** start Source extract **

Generally, after passing the sheet heating unit 10, as illustrated in FIG. 4C, the curl of the sheet P is straightened and the amount of curl of the sheet P is reduced. This is due to the following reasons. When the sheet P is nipped and conveyed at the nip portion N, the temperature of the image forming surface side becomes higher than the opposite surface side due to the heating performed by the heating belt 11, and moisture may be evaporated. However, the moisture contained in the sheet P is not easily evaporated from the image forming surface side which is pressed by the heating belt 11, so that it is evaporated from the opposite surface side. Thereby, the moisture content on the opposite surface side is increased. Thereafter, moisture is evaporated from the opposite surface side after the sheet P had passed through the nip portion N, so that the opposite surface side is contracted, and the curl of the sheet P is straightened.

** end Source extract **

• _Short task A_
Pull out each line of the records that contains the string "raised", matching case exactly.

** start Input records **

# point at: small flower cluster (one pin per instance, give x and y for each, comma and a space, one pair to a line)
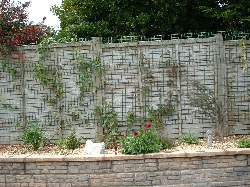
143, 141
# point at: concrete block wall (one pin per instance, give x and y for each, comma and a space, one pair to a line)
136, 76
230, 167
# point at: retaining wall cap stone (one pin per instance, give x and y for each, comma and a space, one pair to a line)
109, 157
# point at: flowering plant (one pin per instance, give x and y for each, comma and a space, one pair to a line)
143, 141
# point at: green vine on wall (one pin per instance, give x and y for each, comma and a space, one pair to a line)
48, 77
108, 120
243, 53
86, 72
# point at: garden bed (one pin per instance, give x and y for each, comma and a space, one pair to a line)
52, 149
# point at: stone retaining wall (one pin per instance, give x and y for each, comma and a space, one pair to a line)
230, 167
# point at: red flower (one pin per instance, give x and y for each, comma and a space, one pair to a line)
135, 134
148, 125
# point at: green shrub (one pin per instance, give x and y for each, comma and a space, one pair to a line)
190, 138
33, 135
244, 143
71, 142
143, 141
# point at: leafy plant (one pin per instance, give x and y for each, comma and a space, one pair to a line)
210, 105
107, 118
71, 142
15, 29
244, 143
166, 142
130, 120
33, 135
190, 138
143, 141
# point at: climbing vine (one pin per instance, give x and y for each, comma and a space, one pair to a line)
87, 69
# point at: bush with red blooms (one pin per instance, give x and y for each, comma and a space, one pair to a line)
15, 28
143, 141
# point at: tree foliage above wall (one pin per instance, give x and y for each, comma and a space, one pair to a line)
87, 18
15, 28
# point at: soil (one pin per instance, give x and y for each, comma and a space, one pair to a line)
52, 149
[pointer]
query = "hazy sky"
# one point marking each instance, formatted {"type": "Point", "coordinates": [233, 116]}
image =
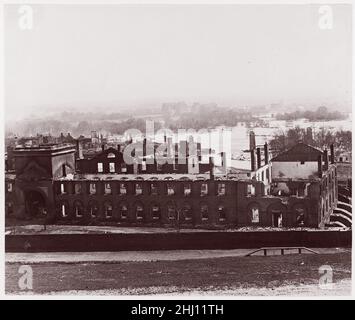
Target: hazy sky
{"type": "Point", "coordinates": [101, 55]}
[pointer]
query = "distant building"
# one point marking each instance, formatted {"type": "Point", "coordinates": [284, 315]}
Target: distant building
{"type": "Point", "coordinates": [56, 181]}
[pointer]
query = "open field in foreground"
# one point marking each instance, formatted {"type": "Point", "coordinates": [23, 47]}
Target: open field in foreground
{"type": "Point", "coordinates": [274, 275]}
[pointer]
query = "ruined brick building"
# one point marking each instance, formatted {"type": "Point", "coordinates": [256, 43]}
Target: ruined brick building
{"type": "Point", "coordinates": [298, 188]}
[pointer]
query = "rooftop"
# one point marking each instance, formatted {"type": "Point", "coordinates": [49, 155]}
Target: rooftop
{"type": "Point", "coordinates": [299, 152]}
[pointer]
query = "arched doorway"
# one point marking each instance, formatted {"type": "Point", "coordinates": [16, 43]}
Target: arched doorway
{"type": "Point", "coordinates": [35, 204]}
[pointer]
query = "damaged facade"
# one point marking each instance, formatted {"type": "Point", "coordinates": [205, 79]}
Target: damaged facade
{"type": "Point", "coordinates": [295, 189]}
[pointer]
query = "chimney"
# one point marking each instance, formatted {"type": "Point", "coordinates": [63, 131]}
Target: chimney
{"type": "Point", "coordinates": [258, 157]}
{"type": "Point", "coordinates": [326, 159]}
{"type": "Point", "coordinates": [170, 147]}
{"type": "Point", "coordinates": [252, 143]}
{"type": "Point", "coordinates": [332, 156]}
{"type": "Point", "coordinates": [144, 147]}
{"type": "Point", "coordinates": [79, 149]}
{"type": "Point", "coordinates": [64, 170]}
{"type": "Point", "coordinates": [252, 158]}
{"type": "Point", "coordinates": [320, 171]}
{"type": "Point", "coordinates": [224, 162]}
{"type": "Point", "coordinates": [266, 153]}
{"type": "Point", "coordinates": [211, 164]}
{"type": "Point", "coordinates": [199, 154]}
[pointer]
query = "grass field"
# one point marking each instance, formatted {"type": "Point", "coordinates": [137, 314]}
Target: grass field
{"type": "Point", "coordinates": [215, 275]}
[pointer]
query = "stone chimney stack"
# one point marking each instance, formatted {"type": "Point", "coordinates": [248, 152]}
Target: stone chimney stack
{"type": "Point", "coordinates": [252, 143]}
{"type": "Point", "coordinates": [224, 162]}
{"type": "Point", "coordinates": [326, 159]}
{"type": "Point", "coordinates": [332, 155]}
{"type": "Point", "coordinates": [211, 163]}
{"type": "Point", "coordinates": [266, 153]}
{"type": "Point", "coordinates": [252, 159]}
{"type": "Point", "coordinates": [320, 170]}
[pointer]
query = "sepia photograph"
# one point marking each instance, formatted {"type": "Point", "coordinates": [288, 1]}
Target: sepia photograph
{"type": "Point", "coordinates": [183, 151]}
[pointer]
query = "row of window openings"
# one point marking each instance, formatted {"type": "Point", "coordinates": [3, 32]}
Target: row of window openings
{"type": "Point", "coordinates": [221, 189]}
{"type": "Point", "coordinates": [112, 167]}
{"type": "Point", "coordinates": [156, 215]}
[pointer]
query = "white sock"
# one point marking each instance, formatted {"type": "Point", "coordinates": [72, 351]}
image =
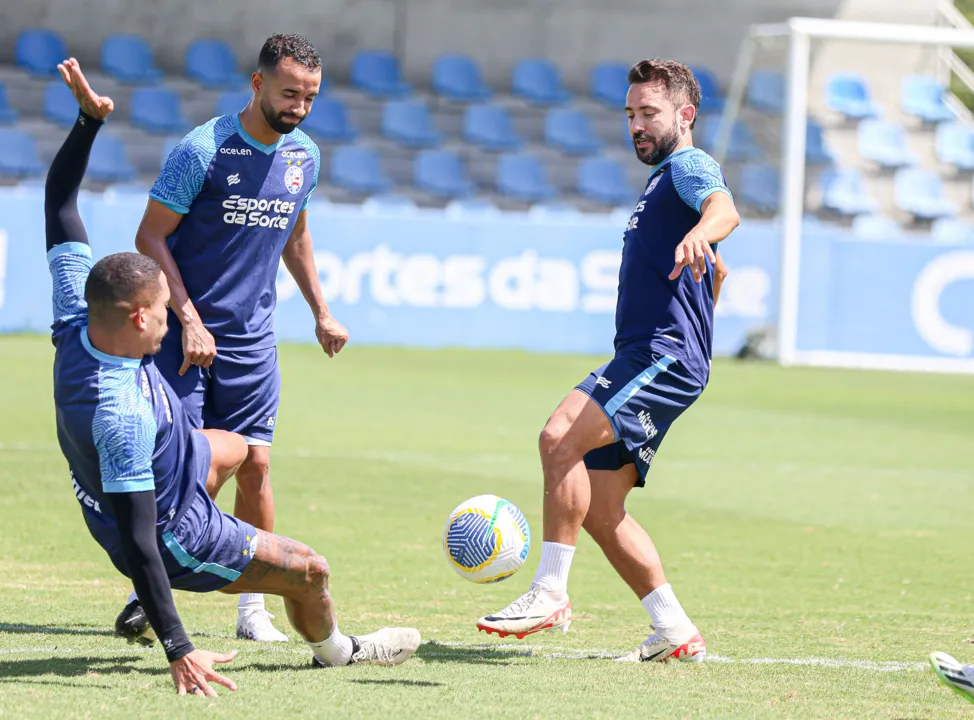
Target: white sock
{"type": "Point", "coordinates": [556, 561]}
{"type": "Point", "coordinates": [250, 602]}
{"type": "Point", "coordinates": [336, 650]}
{"type": "Point", "coordinates": [669, 618]}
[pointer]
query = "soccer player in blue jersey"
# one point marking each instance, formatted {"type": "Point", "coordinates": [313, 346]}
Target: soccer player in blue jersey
{"type": "Point", "coordinates": [600, 442]}
{"type": "Point", "coordinates": [143, 477]}
{"type": "Point", "coordinates": [229, 204]}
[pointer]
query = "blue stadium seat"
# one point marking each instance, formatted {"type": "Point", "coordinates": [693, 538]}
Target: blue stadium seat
{"type": "Point", "coordinates": [358, 169]}
{"type": "Point", "coordinates": [570, 131]}
{"type": "Point", "coordinates": [231, 102]}
{"type": "Point", "coordinates": [604, 180]}
{"type": "Point", "coordinates": [523, 177]}
{"type": "Point", "coordinates": [8, 115]}
{"type": "Point", "coordinates": [921, 193]}
{"type": "Point", "coordinates": [923, 97]}
{"type": "Point", "coordinates": [328, 121]}
{"type": "Point", "coordinates": [60, 107]}
{"type": "Point", "coordinates": [212, 64]}
{"type": "Point", "coordinates": [409, 122]}
{"type": "Point", "coordinates": [538, 82]}
{"type": "Point", "coordinates": [490, 127]}
{"type": "Point", "coordinates": [848, 94]}
{"type": "Point", "coordinates": [109, 162]}
{"type": "Point", "coordinates": [608, 84]}
{"type": "Point", "coordinates": [158, 110]}
{"type": "Point", "coordinates": [760, 187]}
{"type": "Point", "coordinates": [766, 91]}
{"type": "Point", "coordinates": [18, 155]}
{"type": "Point", "coordinates": [377, 73]}
{"type": "Point", "coordinates": [39, 51]}
{"type": "Point", "coordinates": [955, 144]}
{"type": "Point", "coordinates": [845, 192]}
{"type": "Point", "coordinates": [711, 99]}
{"type": "Point", "coordinates": [441, 173]}
{"type": "Point", "coordinates": [128, 59]}
{"type": "Point", "coordinates": [458, 77]}
{"type": "Point", "coordinates": [885, 143]}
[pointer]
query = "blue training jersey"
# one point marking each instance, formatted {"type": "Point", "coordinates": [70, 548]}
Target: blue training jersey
{"type": "Point", "coordinates": [239, 200]}
{"type": "Point", "coordinates": [675, 317]}
{"type": "Point", "coordinates": [120, 426]}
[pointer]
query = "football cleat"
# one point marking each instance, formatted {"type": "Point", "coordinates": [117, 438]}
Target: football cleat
{"type": "Point", "coordinates": [536, 610]}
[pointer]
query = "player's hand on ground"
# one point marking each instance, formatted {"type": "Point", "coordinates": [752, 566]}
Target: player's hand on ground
{"type": "Point", "coordinates": [199, 347]}
{"type": "Point", "coordinates": [693, 252]}
{"type": "Point", "coordinates": [331, 334]}
{"type": "Point", "coordinates": [92, 104]}
{"type": "Point", "coordinates": [193, 673]}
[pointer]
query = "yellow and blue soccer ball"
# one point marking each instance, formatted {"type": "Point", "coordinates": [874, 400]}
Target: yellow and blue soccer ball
{"type": "Point", "coordinates": [486, 539]}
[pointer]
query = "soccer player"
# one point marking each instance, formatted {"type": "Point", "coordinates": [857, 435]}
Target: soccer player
{"type": "Point", "coordinates": [140, 472]}
{"type": "Point", "coordinates": [229, 204]}
{"type": "Point", "coordinates": [600, 442]}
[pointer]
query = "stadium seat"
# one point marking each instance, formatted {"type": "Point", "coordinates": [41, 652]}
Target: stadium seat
{"type": "Point", "coordinates": [604, 180]}
{"type": "Point", "coordinates": [885, 143]}
{"type": "Point", "coordinates": [608, 84]}
{"type": "Point", "coordinates": [848, 94]}
{"type": "Point", "coordinates": [921, 193]}
{"type": "Point", "coordinates": [377, 73]}
{"type": "Point", "coordinates": [328, 121]}
{"type": "Point", "coordinates": [458, 77]}
{"type": "Point", "coordinates": [158, 110]}
{"type": "Point", "coordinates": [538, 82]}
{"type": "Point", "coordinates": [128, 59]}
{"type": "Point", "coordinates": [491, 128]}
{"type": "Point", "coordinates": [212, 64]}
{"type": "Point", "coordinates": [409, 122]}
{"type": "Point", "coordinates": [954, 144]}
{"type": "Point", "coordinates": [923, 97]}
{"type": "Point", "coordinates": [523, 177]}
{"type": "Point", "coordinates": [18, 155]}
{"type": "Point", "coordinates": [766, 91]}
{"type": "Point", "coordinates": [570, 131]}
{"type": "Point", "coordinates": [441, 173]}
{"type": "Point", "coordinates": [358, 169]}
{"type": "Point", "coordinates": [760, 187]}
{"type": "Point", "coordinates": [39, 51]}
{"type": "Point", "coordinates": [8, 115]}
{"type": "Point", "coordinates": [109, 162]}
{"type": "Point", "coordinates": [60, 107]}
{"type": "Point", "coordinates": [844, 192]}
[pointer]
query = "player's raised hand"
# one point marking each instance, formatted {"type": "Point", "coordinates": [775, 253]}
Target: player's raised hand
{"type": "Point", "coordinates": [92, 104]}
{"type": "Point", "coordinates": [193, 673]}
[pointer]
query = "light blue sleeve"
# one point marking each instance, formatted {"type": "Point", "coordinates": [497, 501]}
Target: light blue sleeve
{"type": "Point", "coordinates": [124, 431]}
{"type": "Point", "coordinates": [69, 264]}
{"type": "Point", "coordinates": [697, 176]}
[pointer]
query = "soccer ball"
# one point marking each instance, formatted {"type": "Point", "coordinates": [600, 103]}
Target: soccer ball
{"type": "Point", "coordinates": [486, 539]}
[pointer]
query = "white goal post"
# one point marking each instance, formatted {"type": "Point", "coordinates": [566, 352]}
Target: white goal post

** end Input records **

• _Short task B_
Extend the passage on sheet curl after heating, beginning right after its final sentence.

• _Exercise output A_
query = "player's raised hand"
Target: player's raised hand

• _Exercise output B_
A curl straightening effect of the sheet P by the sheet heating unit 10 will be described with reference to FIG. 5. The curl straightening effect of the sheet P refers to a magnitude of the curl that can be created by the sheet heating unit 10, in other words, an intensity of deformation in a vertical direction of the sheet P in a state where the sheet P is pressed. The magnitude of the curl that can be created by the sheet heating unit 10 is acquired by the following process. A sheet P that is not curled is passed through the sheet heating unit 10 in a state where the temperatures of the heating belt 11 and the pressure roller 12 are adjusted in advance. Then, the sheet P having passed through the sheet heating unit 10 is placed on a flat surface, and after elapse of a predetermined time, such as 10 seconds, the amount of curl of the sheet P, that is, the vertical distance h (refer to FIG. 4A), is measured. The amount of curl of the sheet P obtained in this manner corresponds to the intensity in which the sheet P is deformed in the vertical direction when the sheet P is pressed.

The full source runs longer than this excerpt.